(Supplied data)

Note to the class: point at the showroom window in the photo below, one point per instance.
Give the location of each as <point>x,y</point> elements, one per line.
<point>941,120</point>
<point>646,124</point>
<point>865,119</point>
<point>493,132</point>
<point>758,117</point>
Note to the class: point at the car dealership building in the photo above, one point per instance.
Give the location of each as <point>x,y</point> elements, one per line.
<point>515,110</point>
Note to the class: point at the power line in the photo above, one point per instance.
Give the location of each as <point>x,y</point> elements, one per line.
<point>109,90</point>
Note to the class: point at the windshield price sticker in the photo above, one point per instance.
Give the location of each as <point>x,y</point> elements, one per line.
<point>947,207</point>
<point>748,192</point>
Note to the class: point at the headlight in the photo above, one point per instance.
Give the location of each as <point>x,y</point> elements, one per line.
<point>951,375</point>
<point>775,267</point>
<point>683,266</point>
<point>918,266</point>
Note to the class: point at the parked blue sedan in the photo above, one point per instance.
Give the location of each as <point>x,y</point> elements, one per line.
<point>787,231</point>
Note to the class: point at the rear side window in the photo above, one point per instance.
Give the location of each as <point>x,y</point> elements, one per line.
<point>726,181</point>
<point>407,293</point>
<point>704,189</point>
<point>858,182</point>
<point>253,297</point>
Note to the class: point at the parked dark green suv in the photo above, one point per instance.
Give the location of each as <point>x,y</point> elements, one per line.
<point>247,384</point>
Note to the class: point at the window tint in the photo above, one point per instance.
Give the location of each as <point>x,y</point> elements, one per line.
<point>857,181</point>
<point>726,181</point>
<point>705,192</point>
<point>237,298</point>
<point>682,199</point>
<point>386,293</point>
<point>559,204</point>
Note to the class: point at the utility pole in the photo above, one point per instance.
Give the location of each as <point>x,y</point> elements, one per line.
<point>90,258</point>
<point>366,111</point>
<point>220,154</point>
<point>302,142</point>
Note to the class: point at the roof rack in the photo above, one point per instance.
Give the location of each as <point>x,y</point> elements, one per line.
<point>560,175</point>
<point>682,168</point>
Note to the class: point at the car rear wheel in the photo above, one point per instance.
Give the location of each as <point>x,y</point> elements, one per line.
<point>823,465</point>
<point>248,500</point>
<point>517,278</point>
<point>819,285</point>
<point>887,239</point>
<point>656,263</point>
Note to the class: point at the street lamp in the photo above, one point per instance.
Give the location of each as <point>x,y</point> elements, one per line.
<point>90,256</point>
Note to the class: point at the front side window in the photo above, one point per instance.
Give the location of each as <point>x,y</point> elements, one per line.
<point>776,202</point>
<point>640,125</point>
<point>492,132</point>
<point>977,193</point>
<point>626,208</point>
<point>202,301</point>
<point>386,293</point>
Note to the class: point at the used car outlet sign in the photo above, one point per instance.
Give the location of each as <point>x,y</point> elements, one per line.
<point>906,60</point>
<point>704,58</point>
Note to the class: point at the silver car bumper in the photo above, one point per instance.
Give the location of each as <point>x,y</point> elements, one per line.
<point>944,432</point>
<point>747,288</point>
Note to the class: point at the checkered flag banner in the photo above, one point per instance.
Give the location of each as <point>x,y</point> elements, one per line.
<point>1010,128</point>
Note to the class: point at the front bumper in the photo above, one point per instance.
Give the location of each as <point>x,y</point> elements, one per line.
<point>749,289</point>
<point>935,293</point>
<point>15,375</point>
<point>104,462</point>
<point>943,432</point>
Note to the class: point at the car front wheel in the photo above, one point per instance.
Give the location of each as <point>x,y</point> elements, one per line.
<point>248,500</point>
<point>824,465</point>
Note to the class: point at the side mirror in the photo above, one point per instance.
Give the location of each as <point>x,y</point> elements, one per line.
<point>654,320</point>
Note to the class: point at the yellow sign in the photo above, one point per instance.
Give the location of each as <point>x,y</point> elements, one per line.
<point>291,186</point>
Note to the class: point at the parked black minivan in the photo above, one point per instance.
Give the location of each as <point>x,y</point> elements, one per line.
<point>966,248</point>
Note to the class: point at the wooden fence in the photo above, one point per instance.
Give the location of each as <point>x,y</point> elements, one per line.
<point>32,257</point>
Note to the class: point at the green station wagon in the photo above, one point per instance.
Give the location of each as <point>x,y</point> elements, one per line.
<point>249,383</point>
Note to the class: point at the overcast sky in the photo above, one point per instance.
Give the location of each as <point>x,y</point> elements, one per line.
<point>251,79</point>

(End Supplied data)

### What to work on
How many lines of the listing above contain the string "parked"? Only the number is wanted.

### Result below
3